## Work to be completed
Set down the entries below word for word, starting with the line that contains "Query: conifer foliage" and going on through the last line of the entries.
BEGIN Material to process
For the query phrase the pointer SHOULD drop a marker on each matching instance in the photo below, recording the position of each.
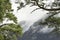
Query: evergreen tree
(8, 31)
(53, 8)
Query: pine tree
(8, 31)
(54, 9)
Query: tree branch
(47, 9)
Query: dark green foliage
(12, 30)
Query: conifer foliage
(8, 31)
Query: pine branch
(54, 9)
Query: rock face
END Material to process
## Output for this task
Query: conifer foliage
(8, 31)
Query: pine branch
(54, 9)
Query: rock face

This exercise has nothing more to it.